What to produce. Transcribe the listing below word for word, leaving every line unchanged.

Given data.
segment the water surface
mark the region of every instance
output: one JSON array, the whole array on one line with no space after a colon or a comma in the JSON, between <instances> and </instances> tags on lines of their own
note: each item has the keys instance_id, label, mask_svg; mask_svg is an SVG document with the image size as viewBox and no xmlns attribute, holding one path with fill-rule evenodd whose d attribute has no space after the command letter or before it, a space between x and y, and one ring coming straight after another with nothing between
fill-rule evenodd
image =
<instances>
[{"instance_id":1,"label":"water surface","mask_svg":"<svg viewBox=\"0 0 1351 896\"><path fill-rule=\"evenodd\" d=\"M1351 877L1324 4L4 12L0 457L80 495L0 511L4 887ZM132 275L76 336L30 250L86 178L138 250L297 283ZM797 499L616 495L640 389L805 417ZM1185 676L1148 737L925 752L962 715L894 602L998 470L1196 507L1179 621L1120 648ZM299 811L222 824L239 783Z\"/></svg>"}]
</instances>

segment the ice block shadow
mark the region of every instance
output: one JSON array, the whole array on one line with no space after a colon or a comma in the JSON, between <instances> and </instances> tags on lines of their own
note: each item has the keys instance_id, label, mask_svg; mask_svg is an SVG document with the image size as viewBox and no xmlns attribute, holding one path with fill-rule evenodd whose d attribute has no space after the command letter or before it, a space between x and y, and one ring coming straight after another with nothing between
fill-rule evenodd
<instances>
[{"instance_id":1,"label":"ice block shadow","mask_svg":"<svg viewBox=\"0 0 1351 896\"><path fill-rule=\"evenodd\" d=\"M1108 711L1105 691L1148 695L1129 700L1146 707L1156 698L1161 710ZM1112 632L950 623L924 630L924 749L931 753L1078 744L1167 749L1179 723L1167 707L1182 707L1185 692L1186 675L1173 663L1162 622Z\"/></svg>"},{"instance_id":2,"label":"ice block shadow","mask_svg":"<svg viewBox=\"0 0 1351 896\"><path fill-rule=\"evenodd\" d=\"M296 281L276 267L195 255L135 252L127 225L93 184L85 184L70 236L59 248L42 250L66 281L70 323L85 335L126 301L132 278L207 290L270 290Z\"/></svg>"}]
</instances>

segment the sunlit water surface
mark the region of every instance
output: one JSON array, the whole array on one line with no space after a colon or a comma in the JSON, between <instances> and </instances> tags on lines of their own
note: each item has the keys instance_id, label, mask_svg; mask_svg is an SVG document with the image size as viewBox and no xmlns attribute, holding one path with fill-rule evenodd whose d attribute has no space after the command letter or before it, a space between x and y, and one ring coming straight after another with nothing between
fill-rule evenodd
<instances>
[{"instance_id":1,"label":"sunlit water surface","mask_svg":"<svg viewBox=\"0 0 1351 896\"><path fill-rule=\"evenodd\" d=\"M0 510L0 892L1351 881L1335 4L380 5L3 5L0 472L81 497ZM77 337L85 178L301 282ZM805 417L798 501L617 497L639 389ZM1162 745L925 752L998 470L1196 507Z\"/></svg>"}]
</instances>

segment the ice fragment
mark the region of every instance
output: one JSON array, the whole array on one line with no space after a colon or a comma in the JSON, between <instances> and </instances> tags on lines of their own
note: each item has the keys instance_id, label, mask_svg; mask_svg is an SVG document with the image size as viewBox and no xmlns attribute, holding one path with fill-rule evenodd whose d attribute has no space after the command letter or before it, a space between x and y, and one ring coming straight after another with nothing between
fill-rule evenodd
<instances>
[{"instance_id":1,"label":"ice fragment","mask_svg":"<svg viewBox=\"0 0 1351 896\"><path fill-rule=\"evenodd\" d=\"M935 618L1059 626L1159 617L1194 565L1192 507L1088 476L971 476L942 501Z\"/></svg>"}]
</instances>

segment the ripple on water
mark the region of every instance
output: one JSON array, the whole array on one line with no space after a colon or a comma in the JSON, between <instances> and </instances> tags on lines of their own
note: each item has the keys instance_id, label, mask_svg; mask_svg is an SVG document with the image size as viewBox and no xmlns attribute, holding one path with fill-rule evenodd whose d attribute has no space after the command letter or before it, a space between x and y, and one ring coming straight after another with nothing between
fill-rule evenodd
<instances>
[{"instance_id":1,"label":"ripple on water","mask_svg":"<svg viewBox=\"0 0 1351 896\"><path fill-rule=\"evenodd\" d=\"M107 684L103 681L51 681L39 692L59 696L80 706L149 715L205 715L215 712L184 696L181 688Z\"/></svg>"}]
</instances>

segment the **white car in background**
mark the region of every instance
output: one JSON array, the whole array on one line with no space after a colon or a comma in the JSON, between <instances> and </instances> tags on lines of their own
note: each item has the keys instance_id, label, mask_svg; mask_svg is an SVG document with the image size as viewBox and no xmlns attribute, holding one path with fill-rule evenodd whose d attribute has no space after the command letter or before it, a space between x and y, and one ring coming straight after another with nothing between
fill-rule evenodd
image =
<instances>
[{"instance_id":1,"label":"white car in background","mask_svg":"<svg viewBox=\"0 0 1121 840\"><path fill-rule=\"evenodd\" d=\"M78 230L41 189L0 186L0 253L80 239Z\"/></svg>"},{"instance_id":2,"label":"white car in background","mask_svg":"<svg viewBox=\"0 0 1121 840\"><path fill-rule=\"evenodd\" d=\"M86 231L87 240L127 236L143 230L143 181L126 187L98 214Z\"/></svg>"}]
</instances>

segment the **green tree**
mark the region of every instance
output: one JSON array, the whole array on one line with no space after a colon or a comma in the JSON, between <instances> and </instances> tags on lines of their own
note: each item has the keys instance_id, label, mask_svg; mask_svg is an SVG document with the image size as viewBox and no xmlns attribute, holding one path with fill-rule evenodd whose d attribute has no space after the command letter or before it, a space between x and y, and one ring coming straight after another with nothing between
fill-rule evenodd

Result of the task.
segment the water surface
mark the region of every instance
output: one JSON array, the whole array on one line with no space after a colon or a comma in the JSON, between <instances> and </instances> tags on lines of their own
note: each item has the keys instance_id, label, mask_svg; mask_svg is an SVG document with the image size as viewBox and no xmlns attribute, holding one path with fill-rule evenodd whose d attribute has no space after the command letter or before it, a space between x and y, and one ring coming straight after another with nothing between
fill-rule evenodd
image =
<instances>
[{"instance_id":1,"label":"water surface","mask_svg":"<svg viewBox=\"0 0 1351 896\"><path fill-rule=\"evenodd\" d=\"M1351 877L1324 4L4 12L0 457L80 495L0 511L4 887ZM132 275L76 336L30 250L86 178L138 250L297 283ZM797 499L616 495L640 389L805 417ZM1185 676L1148 737L925 752L962 715L894 602L998 470L1196 507L1179 621L1120 648ZM299 811L222 824L239 783Z\"/></svg>"}]
</instances>

segment the ice block shadow
mark the region of every instance
output: one JSON array, the whole array on one line with no space after a colon or a comma in the JSON, between <instances> and </instances> tags on lines of their own
note: each item has the keys instance_id, label, mask_svg; mask_svg is an SVG document with the image size as viewBox and no xmlns attribute, holding one path with fill-rule evenodd whose d attribute has no space after the command letter or before it, a space between x and y, and one ring coming straight after another with nothing between
fill-rule evenodd
<instances>
[{"instance_id":1,"label":"ice block shadow","mask_svg":"<svg viewBox=\"0 0 1351 896\"><path fill-rule=\"evenodd\" d=\"M1108 711L1105 691L1148 695L1129 700L1146 707L1156 698L1161 710ZM1112 632L950 623L924 630L924 749L931 753L1078 744L1167 749L1179 723L1167 707L1182 707L1185 692L1186 675L1173 663L1162 622Z\"/></svg>"},{"instance_id":2,"label":"ice block shadow","mask_svg":"<svg viewBox=\"0 0 1351 896\"><path fill-rule=\"evenodd\" d=\"M296 281L276 267L195 255L135 252L127 225L93 184L85 184L70 236L59 248L42 250L66 281L70 323L85 335L126 301L132 278L207 290L270 290Z\"/></svg>"}]
</instances>

segment the sunlit water surface
mark the region of every instance
output: one JSON array, the whole array on one line with no space after a colon or a comma in the JSON, between <instances> and </instances> tags on lines of their own
note: each item has the keys instance_id, label, mask_svg; mask_svg is an SVG document with the image size as viewBox and no xmlns attribute, holding one path with fill-rule evenodd whose d attribute has no space after the command letter or before it, a space between x and y, and one ring coming straight after another with nothing between
fill-rule evenodd
<instances>
[{"instance_id":1,"label":"sunlit water surface","mask_svg":"<svg viewBox=\"0 0 1351 896\"><path fill-rule=\"evenodd\" d=\"M0 510L0 892L1351 881L1335 4L380 5L3 5L0 472L81 497ZM77 337L85 178L301 282ZM805 417L798 501L617 497L639 389ZM1162 745L925 752L998 470L1196 507Z\"/></svg>"}]
</instances>

segment the ice fragment
mark the region of every instance
output: one JSON array, the whole array on one line with no space after a colon or a comma in the JSON, between <instances> and </instances> tags on lines of their own
note: each item has the keys instance_id, label, mask_svg; mask_svg is an SVG document with the image size as viewBox and no xmlns attribute, holding one path with fill-rule evenodd whose d attribute has no space after the command letter or before it, a space between x and y, and one ring coming straight after another with nothing between
fill-rule evenodd
<instances>
[{"instance_id":1,"label":"ice fragment","mask_svg":"<svg viewBox=\"0 0 1351 896\"><path fill-rule=\"evenodd\" d=\"M935 618L1059 626L1159 617L1194 565L1192 507L1088 476L971 476L942 501Z\"/></svg>"}]
</instances>

segment the ripple on water
mark the region of every instance
output: one JSON array, the whole array on one line with no space after a colon or a comma in the JSON, between <instances> and </instances> tags on lines of their own
note: each item has the keys instance_id, label, mask_svg; mask_svg is an SVG document with the image size as viewBox and no xmlns attribute, holding one path with fill-rule evenodd whose d attribute has no space after the command letter or before it, a space between x and y, and one ring coming straight after another with nothing between
fill-rule evenodd
<instances>
[{"instance_id":1,"label":"ripple on water","mask_svg":"<svg viewBox=\"0 0 1351 896\"><path fill-rule=\"evenodd\" d=\"M107 684L103 681L51 681L39 692L59 696L80 706L149 715L205 715L215 712L184 696L181 688Z\"/></svg>"}]
</instances>

segment the **white car in background**
mark the region of every instance
output: one JSON array, the whole array on one line with no space after a colon or a comma in the JSON, between <instances> and </instances> tags on lines of their own
note: each item has the keys instance_id, label, mask_svg; mask_svg is an SVG document with the image size as viewBox and no xmlns attribute, holding one path with fill-rule evenodd whose d attribute has no space after the command letter or before it, a space between x and y, and one ring coming straight after another with nothing between
fill-rule evenodd
image =
<instances>
[{"instance_id":1,"label":"white car in background","mask_svg":"<svg viewBox=\"0 0 1121 840\"><path fill-rule=\"evenodd\" d=\"M78 230L41 189L0 186L0 253L80 239Z\"/></svg>"},{"instance_id":2,"label":"white car in background","mask_svg":"<svg viewBox=\"0 0 1121 840\"><path fill-rule=\"evenodd\" d=\"M86 231L87 240L127 236L143 230L143 181L126 187L98 214Z\"/></svg>"}]
</instances>

segment the **green tree**
mark the region of every instance
output: one JSON array, the whole array on one line with no space after a colon or a comma in the JSON, between <instances> and </instances> tags on lines of their own
note: each item has the keys instance_id, label, mask_svg; mask_svg is an SVG document with the image size as viewBox and no xmlns attribute, holding one path with fill-rule evenodd whose d attribute has no space after the command letter or before it, a space between x and y, and one ring coming straight after another with nothing between
fill-rule evenodd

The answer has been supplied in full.